#### Exercise brief:
Reproduce the rows from the line holding "frame in this photo." through the line holding "[(11, 217)]", inclusive, keeping every request unchanged and offsetting each coordinate in the answers by adding 14 to it.

#### Records:
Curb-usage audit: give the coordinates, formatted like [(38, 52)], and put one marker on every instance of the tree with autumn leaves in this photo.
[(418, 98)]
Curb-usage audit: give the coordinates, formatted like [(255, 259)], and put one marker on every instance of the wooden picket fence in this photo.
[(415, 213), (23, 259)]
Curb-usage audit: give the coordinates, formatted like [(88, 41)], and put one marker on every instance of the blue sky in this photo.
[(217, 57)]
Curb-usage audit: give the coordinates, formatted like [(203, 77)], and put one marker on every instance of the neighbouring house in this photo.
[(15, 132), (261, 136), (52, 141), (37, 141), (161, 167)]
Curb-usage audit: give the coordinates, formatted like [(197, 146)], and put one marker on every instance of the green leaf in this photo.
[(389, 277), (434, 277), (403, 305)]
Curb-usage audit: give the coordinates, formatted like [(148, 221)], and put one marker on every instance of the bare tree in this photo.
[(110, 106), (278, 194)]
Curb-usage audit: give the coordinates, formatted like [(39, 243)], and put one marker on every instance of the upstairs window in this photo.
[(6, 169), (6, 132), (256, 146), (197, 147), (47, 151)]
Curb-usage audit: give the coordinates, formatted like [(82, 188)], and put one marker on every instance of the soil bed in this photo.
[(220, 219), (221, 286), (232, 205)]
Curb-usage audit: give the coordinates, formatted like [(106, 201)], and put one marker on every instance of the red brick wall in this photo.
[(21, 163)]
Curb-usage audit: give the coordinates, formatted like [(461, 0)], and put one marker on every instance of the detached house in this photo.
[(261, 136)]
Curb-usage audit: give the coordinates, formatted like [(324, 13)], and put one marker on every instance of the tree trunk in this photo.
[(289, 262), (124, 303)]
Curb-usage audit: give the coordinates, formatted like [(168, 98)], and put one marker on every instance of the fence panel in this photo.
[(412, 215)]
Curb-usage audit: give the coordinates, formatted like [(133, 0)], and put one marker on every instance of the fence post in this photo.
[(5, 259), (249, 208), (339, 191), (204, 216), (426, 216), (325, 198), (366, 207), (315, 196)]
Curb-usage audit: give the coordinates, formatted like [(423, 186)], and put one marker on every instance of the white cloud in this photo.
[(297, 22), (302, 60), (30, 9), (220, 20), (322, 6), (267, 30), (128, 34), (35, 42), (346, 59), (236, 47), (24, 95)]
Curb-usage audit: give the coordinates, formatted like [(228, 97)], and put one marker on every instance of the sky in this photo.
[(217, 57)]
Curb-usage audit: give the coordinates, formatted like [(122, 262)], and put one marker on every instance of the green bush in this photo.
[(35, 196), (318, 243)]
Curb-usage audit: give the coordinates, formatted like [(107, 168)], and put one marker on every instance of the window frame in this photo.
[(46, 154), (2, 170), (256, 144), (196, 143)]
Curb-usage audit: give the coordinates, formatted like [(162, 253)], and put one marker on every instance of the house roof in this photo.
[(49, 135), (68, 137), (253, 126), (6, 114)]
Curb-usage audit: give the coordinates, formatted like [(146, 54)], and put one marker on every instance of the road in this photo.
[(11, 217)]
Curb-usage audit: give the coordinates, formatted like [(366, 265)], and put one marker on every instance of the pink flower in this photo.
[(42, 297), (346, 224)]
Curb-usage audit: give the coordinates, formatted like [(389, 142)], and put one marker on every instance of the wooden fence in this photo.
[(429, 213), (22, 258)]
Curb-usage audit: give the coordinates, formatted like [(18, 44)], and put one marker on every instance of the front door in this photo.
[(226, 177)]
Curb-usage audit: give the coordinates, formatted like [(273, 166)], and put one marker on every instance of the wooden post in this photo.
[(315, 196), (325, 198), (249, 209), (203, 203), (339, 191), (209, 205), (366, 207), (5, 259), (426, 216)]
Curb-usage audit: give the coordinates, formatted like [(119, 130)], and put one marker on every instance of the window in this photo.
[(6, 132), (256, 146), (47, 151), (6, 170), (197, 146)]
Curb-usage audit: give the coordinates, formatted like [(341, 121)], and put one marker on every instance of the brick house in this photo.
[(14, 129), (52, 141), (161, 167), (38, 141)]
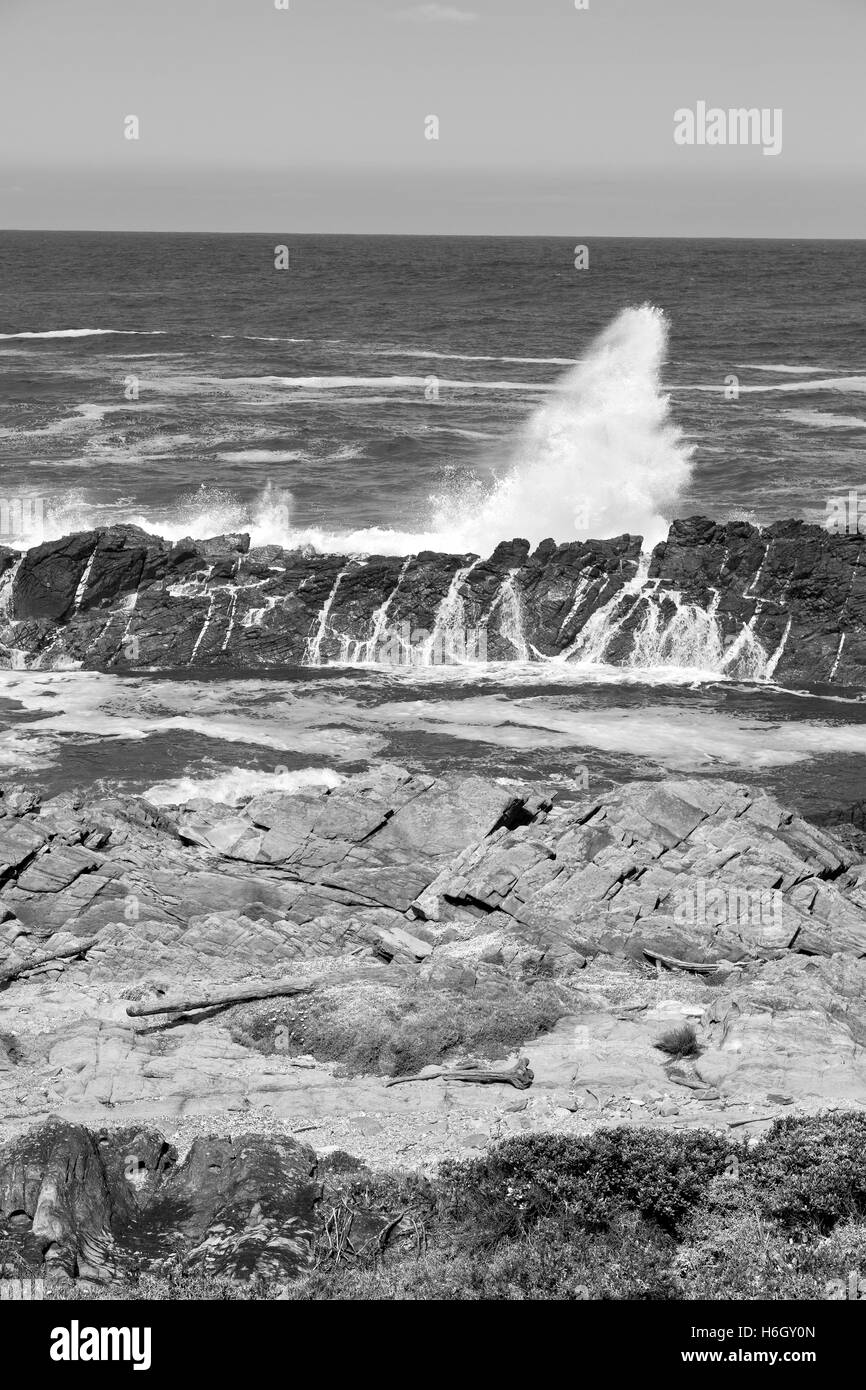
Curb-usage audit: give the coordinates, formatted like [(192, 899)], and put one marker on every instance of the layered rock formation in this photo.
[(449, 888), (99, 1204), (786, 602)]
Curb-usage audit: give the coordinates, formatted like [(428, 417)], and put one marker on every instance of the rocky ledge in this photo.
[(424, 920), (786, 602)]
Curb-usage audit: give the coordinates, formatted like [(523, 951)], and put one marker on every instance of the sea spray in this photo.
[(599, 458)]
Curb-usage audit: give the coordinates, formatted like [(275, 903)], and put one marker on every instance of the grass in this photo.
[(622, 1214)]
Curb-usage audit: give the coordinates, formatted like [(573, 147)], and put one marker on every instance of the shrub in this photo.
[(809, 1171), (590, 1180), (679, 1043), (396, 1030)]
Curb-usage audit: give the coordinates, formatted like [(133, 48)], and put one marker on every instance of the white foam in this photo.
[(378, 382), (462, 356), (239, 786), (88, 332), (262, 456)]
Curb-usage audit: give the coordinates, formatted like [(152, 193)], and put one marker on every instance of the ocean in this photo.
[(385, 395), (387, 384)]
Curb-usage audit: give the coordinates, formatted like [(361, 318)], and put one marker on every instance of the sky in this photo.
[(552, 120)]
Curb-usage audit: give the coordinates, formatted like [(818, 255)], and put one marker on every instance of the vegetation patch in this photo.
[(395, 1030), (622, 1214)]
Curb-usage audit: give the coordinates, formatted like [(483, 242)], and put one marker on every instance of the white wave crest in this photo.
[(239, 786)]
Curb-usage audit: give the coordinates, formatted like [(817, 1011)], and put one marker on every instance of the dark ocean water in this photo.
[(389, 392), (378, 375)]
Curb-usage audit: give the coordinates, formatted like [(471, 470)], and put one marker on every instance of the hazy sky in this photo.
[(552, 120)]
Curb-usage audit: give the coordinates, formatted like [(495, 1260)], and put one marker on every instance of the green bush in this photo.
[(588, 1180), (679, 1043), (811, 1172)]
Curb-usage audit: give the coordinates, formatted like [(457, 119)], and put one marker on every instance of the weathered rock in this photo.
[(787, 601), (96, 1204)]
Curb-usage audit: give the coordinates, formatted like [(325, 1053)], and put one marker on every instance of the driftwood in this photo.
[(213, 995), (34, 962), (708, 968), (223, 994), (520, 1076)]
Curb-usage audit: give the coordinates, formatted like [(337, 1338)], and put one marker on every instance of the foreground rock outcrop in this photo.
[(786, 602), (462, 911), (103, 1204)]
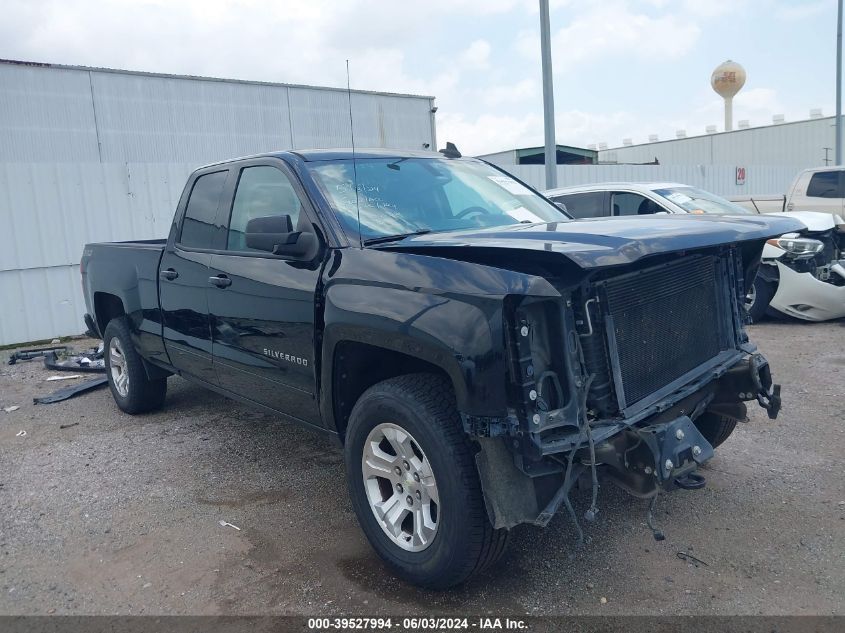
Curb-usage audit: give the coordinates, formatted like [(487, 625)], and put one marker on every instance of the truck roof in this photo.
[(605, 186), (309, 155)]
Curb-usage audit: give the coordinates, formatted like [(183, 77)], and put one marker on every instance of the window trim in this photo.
[(177, 239), (839, 184), (641, 194), (605, 203), (235, 169), (231, 209)]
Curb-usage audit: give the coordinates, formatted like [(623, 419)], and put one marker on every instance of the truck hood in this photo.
[(813, 220), (608, 241)]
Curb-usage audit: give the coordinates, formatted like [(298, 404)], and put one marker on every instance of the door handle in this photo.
[(221, 281)]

#### The solution:
Curb-usage audit: give the coordinates, formatted like [(107, 168)], and put one marker on every instance of the window frame in this photo.
[(60, 168), (16, 184), (270, 158), (210, 157)]
Curb-usage audit: give the coordinates, formatted like [(162, 253)], and put one marker on every instance of the house roof in this photo.
[(63, 149), (82, 151), (267, 140), (20, 128)]
Curb-usage audit: give the coordinates, formatted like [(146, 54)], and put one marker on every instance of the road in this photo.
[(25, 231)]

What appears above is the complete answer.